■ Exercise goal
Repeat every line of the material below, requests included, but multiply each coordinate in the answer outlines by 2.3 and round it to a whole number, with halves rounding up. Leave the numbers in the requests and their format samples unchanged.

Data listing
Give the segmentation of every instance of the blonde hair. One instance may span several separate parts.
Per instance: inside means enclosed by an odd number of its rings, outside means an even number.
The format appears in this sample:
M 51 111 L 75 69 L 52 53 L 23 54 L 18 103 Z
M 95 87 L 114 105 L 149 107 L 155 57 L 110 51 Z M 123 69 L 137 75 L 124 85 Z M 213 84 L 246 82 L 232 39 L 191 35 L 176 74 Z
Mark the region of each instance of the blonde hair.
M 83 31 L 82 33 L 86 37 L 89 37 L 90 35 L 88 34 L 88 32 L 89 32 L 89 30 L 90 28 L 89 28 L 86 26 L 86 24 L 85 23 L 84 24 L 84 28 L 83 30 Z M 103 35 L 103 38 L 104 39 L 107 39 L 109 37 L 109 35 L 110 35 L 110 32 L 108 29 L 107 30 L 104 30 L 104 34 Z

■ Exercise solution
Give the segmentation of every instance of the blonde hair. One instance may span several separate parts.
Per instance: inside means enclosed by an odd number of its rings, outside means an even number.
The format appears in this sample:
M 51 111 L 75 69 L 52 53 L 23 54 L 18 103 Z
M 95 87 L 114 105 L 149 107 L 155 57 L 110 51 Z M 123 69 L 137 75 L 124 85 Z M 213 84 L 246 82 L 232 39 L 191 35 L 176 74 Z
Mark the region of each instance of the blonde hair.
M 191 71 L 189 76 L 198 85 L 205 85 L 207 81 L 202 78 L 202 74 L 205 74 L 205 69 L 207 64 L 205 64 L 198 60 L 198 55 L 196 53 L 193 55 L 193 64 L 191 69 Z M 237 81 L 237 87 L 239 90 L 246 90 L 251 85 L 251 81 L 253 81 L 253 74 L 248 67 L 246 69 L 239 69 L 239 78 Z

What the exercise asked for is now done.